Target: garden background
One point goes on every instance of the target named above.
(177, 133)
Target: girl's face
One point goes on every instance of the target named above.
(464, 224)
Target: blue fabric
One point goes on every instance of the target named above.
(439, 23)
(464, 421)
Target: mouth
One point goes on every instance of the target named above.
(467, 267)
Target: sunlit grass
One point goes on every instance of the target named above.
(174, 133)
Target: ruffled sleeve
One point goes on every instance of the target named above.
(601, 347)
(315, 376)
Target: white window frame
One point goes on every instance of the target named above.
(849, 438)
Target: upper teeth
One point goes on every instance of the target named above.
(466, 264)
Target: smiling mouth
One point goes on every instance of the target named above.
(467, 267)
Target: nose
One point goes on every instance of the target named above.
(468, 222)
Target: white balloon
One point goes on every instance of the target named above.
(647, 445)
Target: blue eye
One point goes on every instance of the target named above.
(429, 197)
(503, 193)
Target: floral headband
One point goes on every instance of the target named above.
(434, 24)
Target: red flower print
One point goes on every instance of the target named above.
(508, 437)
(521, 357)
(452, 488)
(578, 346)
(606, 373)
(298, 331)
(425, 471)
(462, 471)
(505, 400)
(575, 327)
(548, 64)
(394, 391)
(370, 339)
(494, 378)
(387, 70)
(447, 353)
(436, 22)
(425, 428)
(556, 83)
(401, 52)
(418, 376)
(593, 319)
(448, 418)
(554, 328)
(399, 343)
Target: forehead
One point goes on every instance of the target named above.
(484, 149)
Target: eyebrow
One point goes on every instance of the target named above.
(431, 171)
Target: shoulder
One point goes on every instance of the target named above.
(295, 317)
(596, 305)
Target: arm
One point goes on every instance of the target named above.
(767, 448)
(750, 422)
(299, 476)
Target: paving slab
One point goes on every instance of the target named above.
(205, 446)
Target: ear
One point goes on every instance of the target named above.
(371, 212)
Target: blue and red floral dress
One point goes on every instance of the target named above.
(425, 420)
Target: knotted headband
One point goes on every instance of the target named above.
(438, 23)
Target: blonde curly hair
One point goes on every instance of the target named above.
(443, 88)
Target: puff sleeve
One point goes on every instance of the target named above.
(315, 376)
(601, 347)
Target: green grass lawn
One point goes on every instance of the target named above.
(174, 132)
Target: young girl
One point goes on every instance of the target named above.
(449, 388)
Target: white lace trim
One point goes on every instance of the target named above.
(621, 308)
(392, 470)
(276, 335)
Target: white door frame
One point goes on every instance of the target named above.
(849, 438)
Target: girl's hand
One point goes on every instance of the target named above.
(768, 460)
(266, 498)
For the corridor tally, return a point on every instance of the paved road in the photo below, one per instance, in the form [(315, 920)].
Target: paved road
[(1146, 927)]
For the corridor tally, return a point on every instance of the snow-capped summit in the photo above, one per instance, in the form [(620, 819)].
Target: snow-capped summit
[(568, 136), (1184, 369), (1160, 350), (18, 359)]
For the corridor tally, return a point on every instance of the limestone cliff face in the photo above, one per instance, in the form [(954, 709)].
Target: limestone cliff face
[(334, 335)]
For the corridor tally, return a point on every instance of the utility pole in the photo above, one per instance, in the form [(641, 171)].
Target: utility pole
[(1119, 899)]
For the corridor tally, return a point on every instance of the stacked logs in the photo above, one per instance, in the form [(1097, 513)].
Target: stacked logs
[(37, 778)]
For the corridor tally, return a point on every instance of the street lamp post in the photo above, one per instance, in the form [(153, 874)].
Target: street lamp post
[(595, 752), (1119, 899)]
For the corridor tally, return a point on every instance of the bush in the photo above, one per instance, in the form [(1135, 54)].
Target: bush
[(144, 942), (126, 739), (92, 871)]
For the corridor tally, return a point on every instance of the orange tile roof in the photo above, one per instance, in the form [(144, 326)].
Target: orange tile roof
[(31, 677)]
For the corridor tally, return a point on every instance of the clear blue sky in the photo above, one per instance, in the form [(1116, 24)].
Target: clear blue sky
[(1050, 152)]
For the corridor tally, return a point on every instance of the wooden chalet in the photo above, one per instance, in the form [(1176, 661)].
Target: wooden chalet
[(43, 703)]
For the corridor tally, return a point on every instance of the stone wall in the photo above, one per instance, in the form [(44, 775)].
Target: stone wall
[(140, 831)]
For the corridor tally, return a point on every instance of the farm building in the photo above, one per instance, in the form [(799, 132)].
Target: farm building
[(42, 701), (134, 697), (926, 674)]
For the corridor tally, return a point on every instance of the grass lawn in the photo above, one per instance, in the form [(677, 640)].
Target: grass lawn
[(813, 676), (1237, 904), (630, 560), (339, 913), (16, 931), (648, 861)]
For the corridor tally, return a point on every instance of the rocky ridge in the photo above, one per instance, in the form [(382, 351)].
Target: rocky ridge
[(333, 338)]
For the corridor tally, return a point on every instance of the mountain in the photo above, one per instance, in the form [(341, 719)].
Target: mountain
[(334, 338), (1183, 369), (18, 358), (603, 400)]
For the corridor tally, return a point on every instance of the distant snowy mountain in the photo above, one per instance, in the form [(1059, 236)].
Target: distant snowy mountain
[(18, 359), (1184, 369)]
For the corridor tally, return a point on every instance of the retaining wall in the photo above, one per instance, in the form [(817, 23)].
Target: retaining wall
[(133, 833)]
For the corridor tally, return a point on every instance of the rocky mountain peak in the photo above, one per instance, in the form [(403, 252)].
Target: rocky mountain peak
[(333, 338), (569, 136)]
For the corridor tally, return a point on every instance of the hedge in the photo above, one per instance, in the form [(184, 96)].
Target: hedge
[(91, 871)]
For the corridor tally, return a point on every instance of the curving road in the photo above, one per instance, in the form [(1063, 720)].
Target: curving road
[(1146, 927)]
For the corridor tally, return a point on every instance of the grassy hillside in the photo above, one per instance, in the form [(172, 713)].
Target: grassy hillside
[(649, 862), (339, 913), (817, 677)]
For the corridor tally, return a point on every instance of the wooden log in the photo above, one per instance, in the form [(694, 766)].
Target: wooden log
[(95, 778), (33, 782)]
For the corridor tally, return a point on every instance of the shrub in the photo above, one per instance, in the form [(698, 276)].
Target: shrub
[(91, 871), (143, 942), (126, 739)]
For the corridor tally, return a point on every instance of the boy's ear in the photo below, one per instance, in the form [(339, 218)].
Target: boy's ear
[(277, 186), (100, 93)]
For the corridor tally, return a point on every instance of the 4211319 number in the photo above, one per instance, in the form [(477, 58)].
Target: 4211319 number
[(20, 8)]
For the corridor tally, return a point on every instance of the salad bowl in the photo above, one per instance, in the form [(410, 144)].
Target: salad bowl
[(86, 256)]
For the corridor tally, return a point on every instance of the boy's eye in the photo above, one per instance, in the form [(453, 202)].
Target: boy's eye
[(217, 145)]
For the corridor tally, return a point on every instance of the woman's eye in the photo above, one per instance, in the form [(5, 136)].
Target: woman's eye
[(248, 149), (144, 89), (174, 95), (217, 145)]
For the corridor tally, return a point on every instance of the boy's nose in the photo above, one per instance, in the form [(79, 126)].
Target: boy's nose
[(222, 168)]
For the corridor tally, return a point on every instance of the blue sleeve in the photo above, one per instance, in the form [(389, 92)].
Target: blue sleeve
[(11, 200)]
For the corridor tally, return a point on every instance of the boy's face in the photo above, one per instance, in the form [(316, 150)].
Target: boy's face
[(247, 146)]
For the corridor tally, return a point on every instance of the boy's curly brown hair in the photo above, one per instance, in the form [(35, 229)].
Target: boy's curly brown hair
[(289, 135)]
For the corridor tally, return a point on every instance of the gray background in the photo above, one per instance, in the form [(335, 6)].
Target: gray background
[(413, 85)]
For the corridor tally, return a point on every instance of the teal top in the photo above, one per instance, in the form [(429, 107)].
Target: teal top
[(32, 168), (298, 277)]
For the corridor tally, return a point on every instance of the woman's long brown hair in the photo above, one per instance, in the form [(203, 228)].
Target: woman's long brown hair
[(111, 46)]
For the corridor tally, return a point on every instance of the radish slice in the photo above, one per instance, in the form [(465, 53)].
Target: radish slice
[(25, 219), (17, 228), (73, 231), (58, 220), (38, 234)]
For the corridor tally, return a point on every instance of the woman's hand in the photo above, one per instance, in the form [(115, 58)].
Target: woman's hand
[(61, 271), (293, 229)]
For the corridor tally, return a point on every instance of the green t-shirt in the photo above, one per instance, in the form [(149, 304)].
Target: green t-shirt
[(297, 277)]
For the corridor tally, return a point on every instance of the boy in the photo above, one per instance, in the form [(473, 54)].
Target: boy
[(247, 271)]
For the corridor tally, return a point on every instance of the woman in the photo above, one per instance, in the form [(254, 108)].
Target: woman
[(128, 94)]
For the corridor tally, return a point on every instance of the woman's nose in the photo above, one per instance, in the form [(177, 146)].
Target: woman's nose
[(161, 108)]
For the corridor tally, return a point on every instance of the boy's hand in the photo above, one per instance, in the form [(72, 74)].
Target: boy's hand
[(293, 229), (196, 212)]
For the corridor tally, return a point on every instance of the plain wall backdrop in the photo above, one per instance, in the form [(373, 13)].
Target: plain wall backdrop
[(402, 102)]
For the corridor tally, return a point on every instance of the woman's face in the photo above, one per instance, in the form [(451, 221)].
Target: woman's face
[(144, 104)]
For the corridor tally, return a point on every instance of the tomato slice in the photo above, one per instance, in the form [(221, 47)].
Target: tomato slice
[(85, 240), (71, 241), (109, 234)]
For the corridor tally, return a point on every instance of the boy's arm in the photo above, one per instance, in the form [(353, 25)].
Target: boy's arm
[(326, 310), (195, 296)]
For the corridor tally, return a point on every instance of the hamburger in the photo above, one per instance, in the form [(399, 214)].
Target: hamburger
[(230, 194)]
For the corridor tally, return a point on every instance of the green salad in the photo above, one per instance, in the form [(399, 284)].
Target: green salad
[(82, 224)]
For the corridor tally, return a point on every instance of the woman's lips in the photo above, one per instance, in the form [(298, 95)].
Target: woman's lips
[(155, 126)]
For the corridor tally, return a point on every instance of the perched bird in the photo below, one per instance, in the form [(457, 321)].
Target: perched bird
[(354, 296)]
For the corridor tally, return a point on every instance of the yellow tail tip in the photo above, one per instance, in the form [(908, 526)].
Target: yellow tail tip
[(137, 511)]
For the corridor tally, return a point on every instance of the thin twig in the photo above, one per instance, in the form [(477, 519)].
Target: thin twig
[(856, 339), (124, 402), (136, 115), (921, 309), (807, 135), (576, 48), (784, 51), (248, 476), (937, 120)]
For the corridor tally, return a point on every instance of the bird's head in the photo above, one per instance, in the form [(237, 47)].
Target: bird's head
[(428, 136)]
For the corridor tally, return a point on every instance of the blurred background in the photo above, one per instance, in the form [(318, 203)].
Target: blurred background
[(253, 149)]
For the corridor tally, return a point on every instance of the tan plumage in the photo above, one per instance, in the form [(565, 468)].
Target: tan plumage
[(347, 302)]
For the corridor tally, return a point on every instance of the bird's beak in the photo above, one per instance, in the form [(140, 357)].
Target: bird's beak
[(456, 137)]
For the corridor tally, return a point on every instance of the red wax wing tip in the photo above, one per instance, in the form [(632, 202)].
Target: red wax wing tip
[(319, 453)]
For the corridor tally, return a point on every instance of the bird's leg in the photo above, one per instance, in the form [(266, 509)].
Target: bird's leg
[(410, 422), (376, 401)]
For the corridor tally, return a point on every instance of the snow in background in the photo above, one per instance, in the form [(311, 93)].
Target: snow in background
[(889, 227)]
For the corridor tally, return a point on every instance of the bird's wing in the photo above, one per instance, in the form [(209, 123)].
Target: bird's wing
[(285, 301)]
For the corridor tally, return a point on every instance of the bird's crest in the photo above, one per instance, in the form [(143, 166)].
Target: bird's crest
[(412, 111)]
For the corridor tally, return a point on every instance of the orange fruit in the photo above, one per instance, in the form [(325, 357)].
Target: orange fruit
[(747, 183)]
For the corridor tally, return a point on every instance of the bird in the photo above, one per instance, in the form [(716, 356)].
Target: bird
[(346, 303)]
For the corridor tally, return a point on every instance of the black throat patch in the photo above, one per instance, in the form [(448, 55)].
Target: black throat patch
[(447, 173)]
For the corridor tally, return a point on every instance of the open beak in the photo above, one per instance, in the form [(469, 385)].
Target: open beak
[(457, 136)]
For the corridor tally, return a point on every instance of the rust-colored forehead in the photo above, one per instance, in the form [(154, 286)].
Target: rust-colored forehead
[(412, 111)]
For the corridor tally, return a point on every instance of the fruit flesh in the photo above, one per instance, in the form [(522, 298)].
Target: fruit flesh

^^^^^^^^^^^^^^^^

### [What you should do]
Reproduce exactly the line that holds "form [(209, 123)].", then every line after it, ending with the final line of the records above.

### [Answer for this exercise]
For the corridor tally, return a point on every instance of the bird's wing in the photo above, one per instance, in the form [(209, 123)].
Target: bird's wing
[(285, 301)]
For the corridor tally, return a point on every instance of the bird's crest in the photo above, one per instance, in the form [(143, 166)].
Target: bird's crest
[(412, 111)]
For the corridor tally, return a point on every instance of the orange fruit in the photo above, one per instance, in the form [(325, 357)].
Target: orange fruit
[(747, 183)]
For the corridor tally, return a point on every instance of the bird in the photo above, one per instance, in the form [(716, 356)].
Target: bird
[(346, 303)]
For the corridor tally, return a point on every instance of the black throat patch in the photo above, one per instance, in the form [(448, 55)].
Target: black throat patch
[(447, 173)]
For the corridor tally, return a point on every instance of the open beak in the photo above, one per instance, in the form [(469, 385)].
Target: open beak
[(457, 136)]
For the corridor tally, return a point on every instance of the rust-colored forehead in the photo above, one per instance, in the form [(154, 286)].
Target: rust-colored forehead
[(412, 111)]
For the corridor tally, return a point on every instance of the fruit flesh in the photo above, one per instance, in the form [(522, 298)].
Target: fruit flesh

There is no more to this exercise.